*** Excerpted records ***

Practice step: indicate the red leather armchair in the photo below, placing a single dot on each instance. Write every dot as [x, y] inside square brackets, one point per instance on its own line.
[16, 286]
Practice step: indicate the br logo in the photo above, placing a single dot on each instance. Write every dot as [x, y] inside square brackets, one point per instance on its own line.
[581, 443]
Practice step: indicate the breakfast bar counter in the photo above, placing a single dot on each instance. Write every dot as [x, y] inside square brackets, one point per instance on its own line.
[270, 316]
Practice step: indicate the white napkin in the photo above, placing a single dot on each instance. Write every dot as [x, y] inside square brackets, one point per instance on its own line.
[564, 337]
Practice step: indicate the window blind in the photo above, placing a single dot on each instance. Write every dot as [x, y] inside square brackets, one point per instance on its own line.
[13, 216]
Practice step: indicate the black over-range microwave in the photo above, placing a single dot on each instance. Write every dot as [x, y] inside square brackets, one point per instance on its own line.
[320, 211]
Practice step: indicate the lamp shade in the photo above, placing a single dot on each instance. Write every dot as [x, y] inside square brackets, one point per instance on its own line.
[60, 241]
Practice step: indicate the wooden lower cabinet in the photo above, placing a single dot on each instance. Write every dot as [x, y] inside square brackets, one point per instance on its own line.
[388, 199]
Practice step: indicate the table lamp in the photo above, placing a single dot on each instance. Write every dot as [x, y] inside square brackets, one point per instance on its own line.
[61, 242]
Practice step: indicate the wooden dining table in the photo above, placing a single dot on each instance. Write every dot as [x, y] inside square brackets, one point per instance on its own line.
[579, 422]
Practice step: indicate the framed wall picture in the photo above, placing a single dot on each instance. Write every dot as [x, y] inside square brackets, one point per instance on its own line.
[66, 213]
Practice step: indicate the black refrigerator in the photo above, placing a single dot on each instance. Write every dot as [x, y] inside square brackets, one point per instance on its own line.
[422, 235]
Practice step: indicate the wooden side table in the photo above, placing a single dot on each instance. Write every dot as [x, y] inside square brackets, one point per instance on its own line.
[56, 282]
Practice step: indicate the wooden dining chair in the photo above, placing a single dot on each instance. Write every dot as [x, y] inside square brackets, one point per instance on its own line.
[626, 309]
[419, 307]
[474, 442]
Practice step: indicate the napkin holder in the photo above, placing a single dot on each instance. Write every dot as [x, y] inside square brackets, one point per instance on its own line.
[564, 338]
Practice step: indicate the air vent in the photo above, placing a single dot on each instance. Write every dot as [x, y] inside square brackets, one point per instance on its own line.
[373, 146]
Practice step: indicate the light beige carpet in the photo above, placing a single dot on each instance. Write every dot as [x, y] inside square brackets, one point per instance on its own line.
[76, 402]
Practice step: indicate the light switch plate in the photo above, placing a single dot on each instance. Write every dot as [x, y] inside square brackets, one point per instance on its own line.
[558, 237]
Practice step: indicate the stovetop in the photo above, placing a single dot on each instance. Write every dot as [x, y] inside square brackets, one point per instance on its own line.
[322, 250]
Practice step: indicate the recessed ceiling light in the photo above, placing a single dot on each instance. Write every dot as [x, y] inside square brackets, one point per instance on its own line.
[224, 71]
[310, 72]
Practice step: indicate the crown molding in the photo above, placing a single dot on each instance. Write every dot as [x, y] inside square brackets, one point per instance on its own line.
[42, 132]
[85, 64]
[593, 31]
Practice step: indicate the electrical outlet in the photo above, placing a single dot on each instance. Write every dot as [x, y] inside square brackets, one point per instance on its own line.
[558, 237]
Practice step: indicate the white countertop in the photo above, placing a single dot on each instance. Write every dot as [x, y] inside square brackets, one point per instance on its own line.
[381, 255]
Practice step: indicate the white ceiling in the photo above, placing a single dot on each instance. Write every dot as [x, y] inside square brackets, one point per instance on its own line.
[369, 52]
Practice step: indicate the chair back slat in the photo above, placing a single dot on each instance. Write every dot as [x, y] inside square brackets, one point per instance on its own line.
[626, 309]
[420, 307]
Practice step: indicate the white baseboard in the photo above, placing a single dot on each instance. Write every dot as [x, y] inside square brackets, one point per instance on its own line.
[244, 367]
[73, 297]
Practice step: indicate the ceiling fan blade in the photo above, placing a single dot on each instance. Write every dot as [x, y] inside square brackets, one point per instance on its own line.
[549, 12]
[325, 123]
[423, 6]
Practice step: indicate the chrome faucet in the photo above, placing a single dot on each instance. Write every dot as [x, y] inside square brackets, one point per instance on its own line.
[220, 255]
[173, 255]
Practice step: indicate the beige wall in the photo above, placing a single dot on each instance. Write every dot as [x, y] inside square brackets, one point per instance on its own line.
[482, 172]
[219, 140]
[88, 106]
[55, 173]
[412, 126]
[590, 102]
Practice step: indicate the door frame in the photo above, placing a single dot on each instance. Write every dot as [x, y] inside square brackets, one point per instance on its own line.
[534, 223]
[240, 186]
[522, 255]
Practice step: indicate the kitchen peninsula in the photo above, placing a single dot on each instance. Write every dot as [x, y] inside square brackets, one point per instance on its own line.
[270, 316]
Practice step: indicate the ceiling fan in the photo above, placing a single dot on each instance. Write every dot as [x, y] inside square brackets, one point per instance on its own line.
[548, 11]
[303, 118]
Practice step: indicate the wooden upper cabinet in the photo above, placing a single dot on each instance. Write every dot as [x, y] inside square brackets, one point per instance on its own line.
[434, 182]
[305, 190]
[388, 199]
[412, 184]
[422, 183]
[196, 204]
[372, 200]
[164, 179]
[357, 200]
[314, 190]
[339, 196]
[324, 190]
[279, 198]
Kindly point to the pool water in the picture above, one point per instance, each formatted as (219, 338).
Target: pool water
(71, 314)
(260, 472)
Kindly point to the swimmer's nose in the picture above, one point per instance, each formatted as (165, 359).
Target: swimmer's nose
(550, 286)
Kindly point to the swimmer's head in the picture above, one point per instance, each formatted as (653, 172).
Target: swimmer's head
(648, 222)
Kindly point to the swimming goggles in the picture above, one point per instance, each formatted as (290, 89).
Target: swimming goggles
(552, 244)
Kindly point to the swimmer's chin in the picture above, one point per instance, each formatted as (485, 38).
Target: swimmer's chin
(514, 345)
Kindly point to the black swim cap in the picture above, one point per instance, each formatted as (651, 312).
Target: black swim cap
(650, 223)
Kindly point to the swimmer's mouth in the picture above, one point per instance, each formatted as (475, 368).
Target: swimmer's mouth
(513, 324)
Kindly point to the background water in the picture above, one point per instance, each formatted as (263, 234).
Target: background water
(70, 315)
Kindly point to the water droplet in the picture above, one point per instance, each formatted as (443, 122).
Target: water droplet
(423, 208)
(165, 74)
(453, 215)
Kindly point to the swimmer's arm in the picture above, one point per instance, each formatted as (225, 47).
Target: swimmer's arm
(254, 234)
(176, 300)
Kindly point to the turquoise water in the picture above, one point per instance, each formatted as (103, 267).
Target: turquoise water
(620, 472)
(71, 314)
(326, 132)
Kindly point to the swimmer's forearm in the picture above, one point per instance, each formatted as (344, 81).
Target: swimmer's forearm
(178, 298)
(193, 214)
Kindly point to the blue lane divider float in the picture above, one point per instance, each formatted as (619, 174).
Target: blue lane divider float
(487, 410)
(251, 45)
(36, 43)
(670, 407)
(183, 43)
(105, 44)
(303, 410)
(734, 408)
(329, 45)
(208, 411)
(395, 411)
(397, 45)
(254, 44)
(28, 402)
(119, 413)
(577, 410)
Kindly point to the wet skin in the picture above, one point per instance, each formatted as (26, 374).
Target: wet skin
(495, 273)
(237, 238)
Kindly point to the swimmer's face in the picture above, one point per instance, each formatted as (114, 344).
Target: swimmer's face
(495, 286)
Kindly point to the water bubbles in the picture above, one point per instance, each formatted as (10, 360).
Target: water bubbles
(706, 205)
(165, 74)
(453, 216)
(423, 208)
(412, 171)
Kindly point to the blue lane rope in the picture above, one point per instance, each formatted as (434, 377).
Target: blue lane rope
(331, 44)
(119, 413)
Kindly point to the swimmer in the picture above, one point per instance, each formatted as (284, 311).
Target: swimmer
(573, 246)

***

Task description:
The output should be exactly the lines above from the line containing "Practice step: indicate the wooden upper" to the line containing "Kindly point to the swimmer's nose", inclusive, with no other lines.

Response for this exercise:
Practice step: indicate the wooden upper cabinet in the photo above, placing a single dot on each instance. Write every dot as [x, y] inside square brackets, one point per instance on its own line.
[434, 182]
[305, 190]
[388, 199]
[412, 184]
[422, 183]
[196, 204]
[372, 200]
[164, 179]
[357, 200]
[314, 190]
[339, 196]
[324, 190]
[279, 198]
Kindly point to the pool water in the picture above, one point per instance, each formatted as (219, 338).
Target: pool water
(71, 314)
(260, 472)
Kindly point to the swimmer's nose in the picture above, one point per instance, each formatted as (165, 359).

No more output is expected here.